*** Records supplied ***
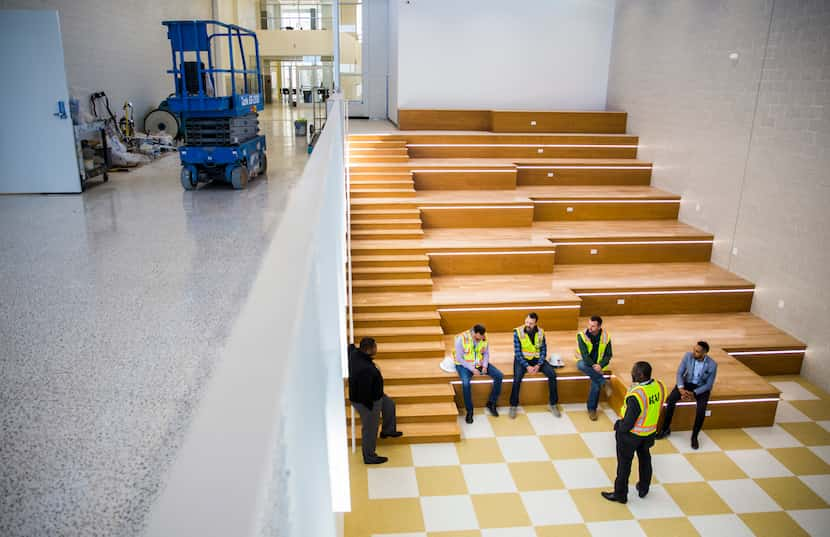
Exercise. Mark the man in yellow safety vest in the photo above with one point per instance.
(636, 430)
(472, 358)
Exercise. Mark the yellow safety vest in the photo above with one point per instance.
(650, 396)
(531, 350)
(473, 352)
(604, 340)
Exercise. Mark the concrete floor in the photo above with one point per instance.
(114, 306)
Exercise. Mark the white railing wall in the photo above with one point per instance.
(266, 452)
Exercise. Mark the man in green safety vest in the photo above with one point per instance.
(636, 430)
(530, 351)
(593, 356)
(472, 358)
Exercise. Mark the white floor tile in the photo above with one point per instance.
(793, 391)
(392, 483)
(488, 478)
(822, 451)
(509, 532)
(551, 507)
(616, 528)
(448, 513)
(720, 526)
(758, 463)
(820, 485)
(744, 496)
(772, 437)
(682, 440)
(522, 448)
(674, 468)
(658, 503)
(787, 413)
(814, 521)
(480, 428)
(434, 454)
(545, 423)
(601, 444)
(582, 474)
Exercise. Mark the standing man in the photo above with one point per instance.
(593, 356)
(695, 378)
(635, 431)
(366, 394)
(530, 351)
(472, 358)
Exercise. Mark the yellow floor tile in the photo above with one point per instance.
(715, 465)
(479, 451)
(773, 524)
(816, 409)
(530, 476)
(565, 530)
(566, 446)
(791, 493)
(584, 424)
(440, 481)
(808, 433)
(596, 509)
(668, 527)
(697, 498)
(401, 515)
(504, 426)
(800, 461)
(500, 510)
(732, 439)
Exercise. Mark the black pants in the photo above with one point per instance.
(627, 445)
(369, 421)
(518, 374)
(700, 399)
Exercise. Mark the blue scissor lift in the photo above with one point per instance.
(221, 133)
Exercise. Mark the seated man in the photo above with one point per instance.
(530, 351)
(593, 356)
(366, 394)
(472, 358)
(695, 378)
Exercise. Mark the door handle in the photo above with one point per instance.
(61, 113)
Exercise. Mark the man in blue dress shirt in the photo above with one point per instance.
(695, 378)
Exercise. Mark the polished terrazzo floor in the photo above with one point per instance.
(114, 307)
(539, 476)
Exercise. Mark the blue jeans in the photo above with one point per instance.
(597, 380)
(467, 375)
(518, 374)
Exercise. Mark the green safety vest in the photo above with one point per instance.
(651, 397)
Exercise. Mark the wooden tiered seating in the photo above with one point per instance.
(492, 214)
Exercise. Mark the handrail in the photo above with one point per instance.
(266, 451)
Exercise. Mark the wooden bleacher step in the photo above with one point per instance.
(387, 223)
(392, 334)
(392, 286)
(390, 261)
(391, 273)
(420, 433)
(397, 319)
(411, 349)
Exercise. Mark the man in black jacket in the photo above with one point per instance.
(366, 394)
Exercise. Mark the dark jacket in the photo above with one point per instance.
(365, 380)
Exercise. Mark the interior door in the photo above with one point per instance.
(38, 145)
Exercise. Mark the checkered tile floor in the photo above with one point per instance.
(539, 476)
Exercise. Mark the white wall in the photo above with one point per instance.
(118, 47)
(492, 54)
(743, 141)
***
**Aim**
Look above for the line containing "Exercise. Mark the green"; copy from it through the last line, exactly, and nothing more.

**Completed exercise**
Exercise. Mark the green safety vest in the photo above with one point per instance.
(651, 397)
Exercise. Mark the wooden tiered seating in the photo above with one point per instance.
(492, 214)
Exercise. Mark the handrail in the photo above with one point per instance.
(266, 451)
Exercise. Mark the wooden bleacher step in the photo above with one point per instance.
(387, 223)
(392, 334)
(392, 286)
(390, 261)
(391, 273)
(420, 433)
(397, 319)
(411, 349)
Exercise. Mark the man in black jacket in the photo above with one point per instance.
(366, 394)
Exercise. Mark the dark jacket in the photo above with one point per instance.
(365, 380)
Exercise. Mark the interior door in the photo above with one point per instance.
(38, 145)
Exercise. Mark the checkered tile floor in the photo above with one point per instance.
(539, 476)
Exercise. Mark the white wall in the photo above with one point per instance.
(118, 47)
(492, 54)
(743, 141)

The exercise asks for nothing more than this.